## Stated problem:
Convert the data from its first line up to and including the line containing "[[[236,183],[237,129],[229,93],[198,96],[198,229],[230,218]]]" into a JSON list of strings, one string per line, leaving out blank lines.
start
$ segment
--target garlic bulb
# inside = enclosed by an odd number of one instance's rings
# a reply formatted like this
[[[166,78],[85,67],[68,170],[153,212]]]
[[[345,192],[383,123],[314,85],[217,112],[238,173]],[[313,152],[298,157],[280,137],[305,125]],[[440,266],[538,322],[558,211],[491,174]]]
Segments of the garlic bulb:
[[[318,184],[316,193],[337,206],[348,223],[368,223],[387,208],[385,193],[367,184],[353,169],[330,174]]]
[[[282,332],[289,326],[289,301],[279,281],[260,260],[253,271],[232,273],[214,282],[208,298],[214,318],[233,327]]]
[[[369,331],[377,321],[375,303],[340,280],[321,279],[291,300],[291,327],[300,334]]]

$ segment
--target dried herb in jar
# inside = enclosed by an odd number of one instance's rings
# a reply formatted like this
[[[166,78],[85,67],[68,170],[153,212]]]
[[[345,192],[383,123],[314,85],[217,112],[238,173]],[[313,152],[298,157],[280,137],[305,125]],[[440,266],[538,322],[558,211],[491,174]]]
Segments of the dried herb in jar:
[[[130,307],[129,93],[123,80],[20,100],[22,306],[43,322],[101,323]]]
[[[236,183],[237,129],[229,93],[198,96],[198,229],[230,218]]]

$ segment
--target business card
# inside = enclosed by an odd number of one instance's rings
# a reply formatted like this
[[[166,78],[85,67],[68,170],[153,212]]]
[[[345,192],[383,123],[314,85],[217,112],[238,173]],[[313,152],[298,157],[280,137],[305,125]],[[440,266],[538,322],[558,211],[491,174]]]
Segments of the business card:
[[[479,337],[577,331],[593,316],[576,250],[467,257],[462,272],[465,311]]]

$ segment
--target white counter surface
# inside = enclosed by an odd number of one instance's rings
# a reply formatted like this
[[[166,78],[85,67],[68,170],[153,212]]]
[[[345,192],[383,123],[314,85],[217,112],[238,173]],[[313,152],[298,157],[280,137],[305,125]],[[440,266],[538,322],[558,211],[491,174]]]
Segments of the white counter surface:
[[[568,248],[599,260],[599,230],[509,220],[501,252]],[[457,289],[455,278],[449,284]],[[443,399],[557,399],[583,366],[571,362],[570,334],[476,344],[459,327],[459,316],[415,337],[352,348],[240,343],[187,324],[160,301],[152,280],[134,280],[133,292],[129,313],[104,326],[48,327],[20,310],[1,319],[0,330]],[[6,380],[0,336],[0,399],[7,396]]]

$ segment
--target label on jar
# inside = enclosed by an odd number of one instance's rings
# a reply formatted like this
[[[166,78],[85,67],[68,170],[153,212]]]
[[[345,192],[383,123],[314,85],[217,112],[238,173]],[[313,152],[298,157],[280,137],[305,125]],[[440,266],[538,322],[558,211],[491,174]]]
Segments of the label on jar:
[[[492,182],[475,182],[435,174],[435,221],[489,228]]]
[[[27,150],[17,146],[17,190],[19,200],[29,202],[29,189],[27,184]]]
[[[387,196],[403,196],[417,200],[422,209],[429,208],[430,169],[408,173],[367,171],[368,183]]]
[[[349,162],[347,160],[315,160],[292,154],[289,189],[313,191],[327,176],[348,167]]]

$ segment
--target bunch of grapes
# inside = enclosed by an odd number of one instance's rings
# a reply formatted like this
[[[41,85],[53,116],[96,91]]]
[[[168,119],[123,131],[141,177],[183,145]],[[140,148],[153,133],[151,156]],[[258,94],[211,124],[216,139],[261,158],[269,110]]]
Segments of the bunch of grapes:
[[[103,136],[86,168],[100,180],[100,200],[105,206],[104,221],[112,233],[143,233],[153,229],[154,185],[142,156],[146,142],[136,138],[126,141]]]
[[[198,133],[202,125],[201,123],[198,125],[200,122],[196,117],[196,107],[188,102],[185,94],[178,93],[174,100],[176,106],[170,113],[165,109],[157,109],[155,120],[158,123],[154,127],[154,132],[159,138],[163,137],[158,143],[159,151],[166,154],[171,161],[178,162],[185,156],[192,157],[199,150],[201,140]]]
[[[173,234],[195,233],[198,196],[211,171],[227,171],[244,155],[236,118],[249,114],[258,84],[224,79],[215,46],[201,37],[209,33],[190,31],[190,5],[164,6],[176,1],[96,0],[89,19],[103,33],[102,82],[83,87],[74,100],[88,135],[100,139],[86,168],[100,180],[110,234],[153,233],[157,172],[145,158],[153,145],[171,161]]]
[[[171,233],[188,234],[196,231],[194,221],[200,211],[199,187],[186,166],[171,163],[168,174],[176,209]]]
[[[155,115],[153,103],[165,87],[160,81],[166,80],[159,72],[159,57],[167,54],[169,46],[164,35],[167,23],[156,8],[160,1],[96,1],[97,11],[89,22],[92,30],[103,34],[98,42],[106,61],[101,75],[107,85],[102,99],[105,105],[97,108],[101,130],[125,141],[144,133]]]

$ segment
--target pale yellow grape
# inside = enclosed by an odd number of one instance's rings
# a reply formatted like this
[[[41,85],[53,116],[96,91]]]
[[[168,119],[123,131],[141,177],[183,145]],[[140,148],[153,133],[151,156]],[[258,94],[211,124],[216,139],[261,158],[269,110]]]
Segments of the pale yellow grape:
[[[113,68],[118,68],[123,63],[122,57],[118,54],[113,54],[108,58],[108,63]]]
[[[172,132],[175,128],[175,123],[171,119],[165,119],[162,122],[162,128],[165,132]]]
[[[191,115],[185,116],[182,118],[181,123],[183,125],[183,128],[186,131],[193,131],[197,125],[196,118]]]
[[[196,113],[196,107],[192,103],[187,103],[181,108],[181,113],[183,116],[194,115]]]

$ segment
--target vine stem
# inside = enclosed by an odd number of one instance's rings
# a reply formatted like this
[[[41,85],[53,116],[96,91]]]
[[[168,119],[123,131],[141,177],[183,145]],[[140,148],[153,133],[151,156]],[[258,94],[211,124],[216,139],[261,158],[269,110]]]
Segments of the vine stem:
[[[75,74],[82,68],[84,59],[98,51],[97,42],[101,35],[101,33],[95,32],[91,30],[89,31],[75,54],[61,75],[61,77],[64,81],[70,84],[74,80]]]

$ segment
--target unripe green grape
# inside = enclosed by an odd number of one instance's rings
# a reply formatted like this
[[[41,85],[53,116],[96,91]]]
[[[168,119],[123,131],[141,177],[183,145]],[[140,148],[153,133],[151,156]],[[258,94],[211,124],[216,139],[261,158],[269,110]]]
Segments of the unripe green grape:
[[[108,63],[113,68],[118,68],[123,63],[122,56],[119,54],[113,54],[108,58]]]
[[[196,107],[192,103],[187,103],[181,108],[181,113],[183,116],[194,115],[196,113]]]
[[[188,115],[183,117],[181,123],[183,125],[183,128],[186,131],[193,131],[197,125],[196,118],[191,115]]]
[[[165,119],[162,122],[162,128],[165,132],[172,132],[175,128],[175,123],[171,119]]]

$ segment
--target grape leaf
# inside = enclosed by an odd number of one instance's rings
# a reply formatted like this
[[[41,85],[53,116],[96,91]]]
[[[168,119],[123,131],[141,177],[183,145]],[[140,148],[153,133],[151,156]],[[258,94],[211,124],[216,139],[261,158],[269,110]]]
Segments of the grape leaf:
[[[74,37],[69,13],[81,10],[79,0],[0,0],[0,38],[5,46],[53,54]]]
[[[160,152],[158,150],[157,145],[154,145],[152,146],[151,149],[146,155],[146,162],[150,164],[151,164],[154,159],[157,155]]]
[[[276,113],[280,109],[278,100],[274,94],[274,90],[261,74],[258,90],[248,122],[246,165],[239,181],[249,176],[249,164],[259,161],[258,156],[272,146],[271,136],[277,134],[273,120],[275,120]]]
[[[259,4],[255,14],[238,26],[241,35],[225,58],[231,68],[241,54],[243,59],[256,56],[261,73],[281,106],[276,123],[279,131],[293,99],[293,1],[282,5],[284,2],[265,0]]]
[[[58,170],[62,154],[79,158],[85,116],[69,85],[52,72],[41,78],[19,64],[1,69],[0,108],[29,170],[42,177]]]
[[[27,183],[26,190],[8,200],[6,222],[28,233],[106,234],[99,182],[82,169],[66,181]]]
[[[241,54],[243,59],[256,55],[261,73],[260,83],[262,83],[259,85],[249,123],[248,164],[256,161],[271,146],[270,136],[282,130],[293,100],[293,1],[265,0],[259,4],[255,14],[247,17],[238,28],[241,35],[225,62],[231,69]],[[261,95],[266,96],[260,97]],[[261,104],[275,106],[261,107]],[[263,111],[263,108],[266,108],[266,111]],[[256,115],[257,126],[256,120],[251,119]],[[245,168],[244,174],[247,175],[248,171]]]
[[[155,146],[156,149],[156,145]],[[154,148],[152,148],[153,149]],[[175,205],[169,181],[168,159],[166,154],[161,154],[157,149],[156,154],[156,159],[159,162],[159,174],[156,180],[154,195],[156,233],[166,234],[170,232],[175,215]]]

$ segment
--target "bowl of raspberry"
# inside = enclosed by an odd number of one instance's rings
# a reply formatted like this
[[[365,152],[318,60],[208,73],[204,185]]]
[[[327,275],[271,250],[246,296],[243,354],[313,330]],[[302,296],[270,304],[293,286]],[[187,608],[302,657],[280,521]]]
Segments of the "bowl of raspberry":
end
## Full solution:
[
  "$ segment",
  "--target garlic bulb",
  "# inside = enclosed by an odd number of one instance's rings",
  "# a reply formatted like this",
  "[[[166,78],[85,67],[68,170],[153,212]]]",
  "[[[345,192],[383,123],[314,85],[217,112],[238,173]],[[313,152],[298,157],[280,137],[305,125]],[[440,266],[538,322],[558,211],[491,174]]]",
  "Segments of the garlic bulb:",
  "[[[318,184],[316,193],[337,206],[348,223],[368,223],[387,208],[385,193],[367,184],[353,169],[330,174]]]",
  "[[[282,332],[289,326],[289,301],[279,281],[260,260],[253,271],[232,273],[214,282],[208,298],[214,318],[233,327]]]",
  "[[[369,331],[377,321],[375,303],[340,280],[321,279],[291,300],[291,327],[300,334]]]",
  "$ segment",
  "--target dried herb in jar",
  "# inside = enclosed by an odd number of one instance's rings",
  "# a reply formatted like this",
  "[[[166,78],[85,67],[68,170],[153,212]]]",
  "[[[345,192],[383,123],[314,85],[217,112],[238,173]],[[313,152],[298,157],[280,137],[305,125]],[[440,266],[538,322],[558,211],[491,174]]]",
  "Segments of the dried herb in jar:",
  "[[[130,307],[129,93],[123,80],[20,100],[22,306],[43,322],[101,323]]]",
  "[[[236,183],[237,129],[229,93],[198,96],[198,229],[230,218]]]"
]